**Directions for this task**
Give the records below again in full, exactly as written, but without any images.

**Data for the task**
+ + + +

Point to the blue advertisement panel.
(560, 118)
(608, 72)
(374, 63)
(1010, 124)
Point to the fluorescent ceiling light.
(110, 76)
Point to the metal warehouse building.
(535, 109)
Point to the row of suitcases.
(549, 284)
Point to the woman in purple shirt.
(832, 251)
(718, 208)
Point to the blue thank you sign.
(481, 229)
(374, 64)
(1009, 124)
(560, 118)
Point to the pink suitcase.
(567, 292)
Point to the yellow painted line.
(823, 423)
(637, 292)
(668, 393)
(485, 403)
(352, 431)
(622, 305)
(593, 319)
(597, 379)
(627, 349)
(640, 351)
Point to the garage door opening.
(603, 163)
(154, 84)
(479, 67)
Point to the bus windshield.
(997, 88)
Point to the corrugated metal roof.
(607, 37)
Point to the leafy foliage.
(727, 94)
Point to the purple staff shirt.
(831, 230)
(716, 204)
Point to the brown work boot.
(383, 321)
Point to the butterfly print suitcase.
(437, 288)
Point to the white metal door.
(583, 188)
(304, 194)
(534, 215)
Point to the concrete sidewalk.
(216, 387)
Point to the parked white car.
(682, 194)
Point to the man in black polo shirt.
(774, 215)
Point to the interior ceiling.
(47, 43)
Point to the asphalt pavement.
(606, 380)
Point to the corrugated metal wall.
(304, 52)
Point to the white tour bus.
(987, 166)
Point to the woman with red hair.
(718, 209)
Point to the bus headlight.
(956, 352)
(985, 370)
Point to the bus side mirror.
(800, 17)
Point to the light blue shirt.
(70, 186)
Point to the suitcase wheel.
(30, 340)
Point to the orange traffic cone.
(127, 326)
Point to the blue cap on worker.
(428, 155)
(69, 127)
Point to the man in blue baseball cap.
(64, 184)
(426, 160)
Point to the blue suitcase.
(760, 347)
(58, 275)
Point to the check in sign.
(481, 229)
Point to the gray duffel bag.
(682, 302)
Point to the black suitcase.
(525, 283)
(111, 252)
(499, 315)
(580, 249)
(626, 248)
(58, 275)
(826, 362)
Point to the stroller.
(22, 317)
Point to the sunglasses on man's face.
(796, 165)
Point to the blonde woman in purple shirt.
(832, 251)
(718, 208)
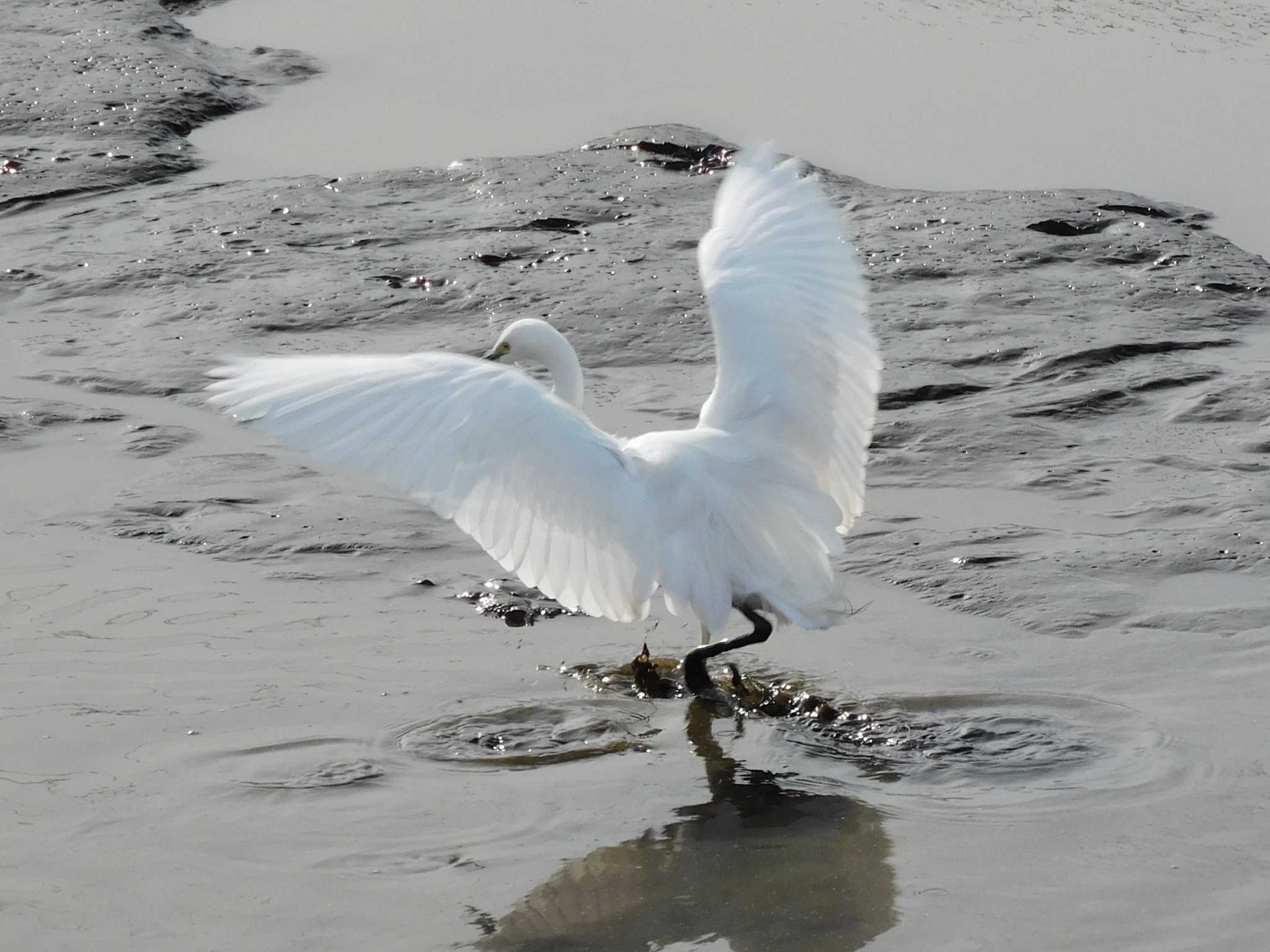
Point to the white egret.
(745, 511)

+ + + +

**Problem solution**
Point to the blue advertisement panel.
(560, 118)
(608, 72)
(374, 63)
(1010, 124)
Point to the fluorescent ceiling light.
(110, 76)
Point to the metal warehouse building.
(535, 109)
Point to the row of suitcases.
(549, 284)
Point to the woman in purple shirt.
(832, 251)
(718, 208)
Point to the blue thank you sign.
(481, 229)
(374, 64)
(1009, 124)
(560, 118)
Point to the pink suitcase.
(567, 292)
Point to the yellow painted line.
(823, 423)
(637, 292)
(668, 393)
(485, 403)
(352, 431)
(622, 305)
(593, 319)
(597, 379)
(627, 349)
(640, 351)
Point to the garage door opening.
(603, 163)
(154, 84)
(479, 67)
Point to the bus windshield.
(997, 88)
Point to the corrugated metal roof.
(607, 37)
Point to the leafy foliage.
(727, 94)
Point to the purple staff shirt.
(831, 230)
(716, 204)
Point to the brown work boot.
(383, 321)
Point to the butterfly print suitcase.
(437, 288)
Point to the white metal door.
(583, 188)
(304, 194)
(534, 215)
Point to the concrete sidewalk.
(216, 387)
Point to the parked white car.
(682, 194)
Point to the man in black polo shirt.
(774, 215)
Point to the interior ceiling.
(47, 43)
Point to the asphalt pavement.
(606, 380)
Point to the corrugated metal wall.
(304, 52)
Point to the white tour bus.
(987, 166)
Point to the woman with red hair.
(718, 209)
Point to the bus headlight.
(956, 352)
(985, 370)
Point to the bus side mirror.
(800, 17)
Point to the light blue shirt.
(70, 186)
Point to the suitcase wheel.
(30, 340)
Point to the orange traffic cone.
(127, 326)
Point to the blue cap on worker.
(428, 155)
(69, 127)
Point to the man in blue baseball cap.
(64, 184)
(426, 160)
Point to the blue suitcase.
(760, 347)
(58, 275)
Point to the check in sign.
(481, 229)
Point to the gray duffel bag.
(682, 302)
Point to the black suitcase.
(525, 283)
(111, 252)
(499, 315)
(580, 249)
(626, 248)
(58, 275)
(826, 362)
Point to the stroller.
(22, 317)
Point to the sunglasses on man's face.
(796, 165)
Point to the blonde woman in purple shirt.
(832, 251)
(718, 208)
Point to the white egret.
(745, 511)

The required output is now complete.